══ INFORMATION GIVEN

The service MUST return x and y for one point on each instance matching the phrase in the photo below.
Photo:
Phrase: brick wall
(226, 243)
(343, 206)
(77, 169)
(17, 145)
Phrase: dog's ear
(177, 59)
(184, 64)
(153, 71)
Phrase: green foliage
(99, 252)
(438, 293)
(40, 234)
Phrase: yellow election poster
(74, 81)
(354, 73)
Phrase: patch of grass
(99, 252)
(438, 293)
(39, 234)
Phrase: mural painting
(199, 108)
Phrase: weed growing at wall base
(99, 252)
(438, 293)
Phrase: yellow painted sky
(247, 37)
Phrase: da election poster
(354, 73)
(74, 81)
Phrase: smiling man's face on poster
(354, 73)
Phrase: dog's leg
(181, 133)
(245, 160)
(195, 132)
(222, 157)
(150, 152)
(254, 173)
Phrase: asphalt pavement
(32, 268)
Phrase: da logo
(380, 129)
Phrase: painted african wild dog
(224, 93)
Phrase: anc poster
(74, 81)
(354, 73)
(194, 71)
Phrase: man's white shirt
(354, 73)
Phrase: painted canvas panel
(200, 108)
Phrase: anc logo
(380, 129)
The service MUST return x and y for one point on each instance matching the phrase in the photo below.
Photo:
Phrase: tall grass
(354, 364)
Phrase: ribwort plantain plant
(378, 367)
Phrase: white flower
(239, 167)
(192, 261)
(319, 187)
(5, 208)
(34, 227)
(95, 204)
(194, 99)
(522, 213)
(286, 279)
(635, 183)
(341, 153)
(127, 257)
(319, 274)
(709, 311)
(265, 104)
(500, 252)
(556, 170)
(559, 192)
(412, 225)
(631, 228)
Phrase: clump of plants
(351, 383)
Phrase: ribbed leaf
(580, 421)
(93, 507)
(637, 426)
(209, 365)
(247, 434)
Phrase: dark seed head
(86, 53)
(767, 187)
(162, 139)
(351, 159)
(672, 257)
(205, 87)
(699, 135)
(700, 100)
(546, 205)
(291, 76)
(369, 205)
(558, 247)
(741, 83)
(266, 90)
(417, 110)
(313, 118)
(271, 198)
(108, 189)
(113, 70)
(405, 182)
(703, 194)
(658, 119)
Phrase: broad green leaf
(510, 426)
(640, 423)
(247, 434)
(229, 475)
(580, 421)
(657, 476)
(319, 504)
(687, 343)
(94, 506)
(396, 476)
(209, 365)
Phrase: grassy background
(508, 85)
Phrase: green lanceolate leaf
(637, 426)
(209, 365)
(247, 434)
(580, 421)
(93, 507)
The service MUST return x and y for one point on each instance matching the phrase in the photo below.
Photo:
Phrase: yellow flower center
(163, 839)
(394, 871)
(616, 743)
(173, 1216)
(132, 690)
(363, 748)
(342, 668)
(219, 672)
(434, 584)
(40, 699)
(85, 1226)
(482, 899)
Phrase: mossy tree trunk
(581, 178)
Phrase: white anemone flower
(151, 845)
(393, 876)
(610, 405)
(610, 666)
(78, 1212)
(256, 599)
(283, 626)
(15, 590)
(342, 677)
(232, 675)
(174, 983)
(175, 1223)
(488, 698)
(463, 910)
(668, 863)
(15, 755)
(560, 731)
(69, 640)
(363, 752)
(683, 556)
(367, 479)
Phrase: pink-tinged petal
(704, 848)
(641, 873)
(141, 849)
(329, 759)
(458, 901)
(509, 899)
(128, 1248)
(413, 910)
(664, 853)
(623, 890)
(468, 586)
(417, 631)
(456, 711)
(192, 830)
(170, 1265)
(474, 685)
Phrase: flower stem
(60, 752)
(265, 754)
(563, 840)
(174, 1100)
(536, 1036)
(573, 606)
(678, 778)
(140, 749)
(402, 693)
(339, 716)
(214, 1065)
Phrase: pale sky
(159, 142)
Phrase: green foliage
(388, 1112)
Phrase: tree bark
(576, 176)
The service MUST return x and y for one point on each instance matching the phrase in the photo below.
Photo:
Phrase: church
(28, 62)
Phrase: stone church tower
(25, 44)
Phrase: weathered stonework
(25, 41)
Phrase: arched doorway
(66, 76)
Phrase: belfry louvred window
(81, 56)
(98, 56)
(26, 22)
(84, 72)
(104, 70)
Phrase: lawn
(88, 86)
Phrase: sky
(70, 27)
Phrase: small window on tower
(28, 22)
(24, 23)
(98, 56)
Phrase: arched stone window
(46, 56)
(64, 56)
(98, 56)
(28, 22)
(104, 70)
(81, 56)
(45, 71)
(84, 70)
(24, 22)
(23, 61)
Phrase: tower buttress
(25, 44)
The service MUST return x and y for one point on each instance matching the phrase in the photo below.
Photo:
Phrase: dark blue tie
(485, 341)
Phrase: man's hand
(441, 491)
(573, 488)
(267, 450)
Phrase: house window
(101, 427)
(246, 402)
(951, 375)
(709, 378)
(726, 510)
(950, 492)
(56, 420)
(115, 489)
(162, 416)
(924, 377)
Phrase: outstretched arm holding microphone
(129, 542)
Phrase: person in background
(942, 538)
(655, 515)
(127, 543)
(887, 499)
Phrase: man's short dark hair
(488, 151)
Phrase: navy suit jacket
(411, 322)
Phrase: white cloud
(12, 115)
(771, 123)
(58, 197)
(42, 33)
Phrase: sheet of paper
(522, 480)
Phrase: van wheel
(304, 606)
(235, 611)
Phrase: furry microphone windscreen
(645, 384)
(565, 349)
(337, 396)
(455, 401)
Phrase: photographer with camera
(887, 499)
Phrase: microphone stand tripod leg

════

- _DIRECTION_: Reproduce every line of the data from the line containing "Phrase: belfry louvred window" through the end of the data, both ends included. Shift each x and y coordinate in the answers up by 63 and leave all other text unchanged.

- _IN RESPONSE_:
Phrase: belfry louvred window
(144, 119)
(161, 119)
(89, 85)
(147, 135)
(167, 133)
Phrase: lawn
(151, 149)
Phrase: sky
(133, 90)
Phrase: small window on tower
(91, 85)
(87, 86)
(161, 119)
Phrase: arched stone window
(109, 119)
(127, 119)
(161, 119)
(91, 85)
(167, 133)
(144, 119)
(108, 134)
(147, 133)
(87, 85)
(86, 124)
Phrase: tower buttress
(88, 107)
The service MUST return x and y for one point on each instance matching the phrase in the photo below.
Photo:
Phrase: dark blue tie
(548, 404)
Phrase: man's hand
(504, 554)
(636, 551)
(330, 513)
Phrase: house window
(164, 490)
(309, 465)
(1014, 438)
(772, 441)
(789, 573)
(1013, 555)
(119, 483)
(178, 552)
(225, 479)
(987, 440)
Phrase: outstretched arm holding microphone
(192, 605)
Phrase: person in background
(1005, 601)
(718, 578)
(190, 606)
(950, 562)
Phrase: man's short dark hair
(551, 214)
Phrase: navy suit jacket
(474, 385)
Phrase: white cloud
(75, 178)
(834, 186)
(121, 260)
(105, 96)
Phrase: sheet of paper
(585, 543)
Phrase: van wheel
(367, 669)
(298, 674)
Phrase: furry microphone windscreen
(708, 447)
(628, 412)
(400, 459)
(518, 464)
Phrase: photographer with camera
(950, 562)
Phrase: microphone stand tripod leg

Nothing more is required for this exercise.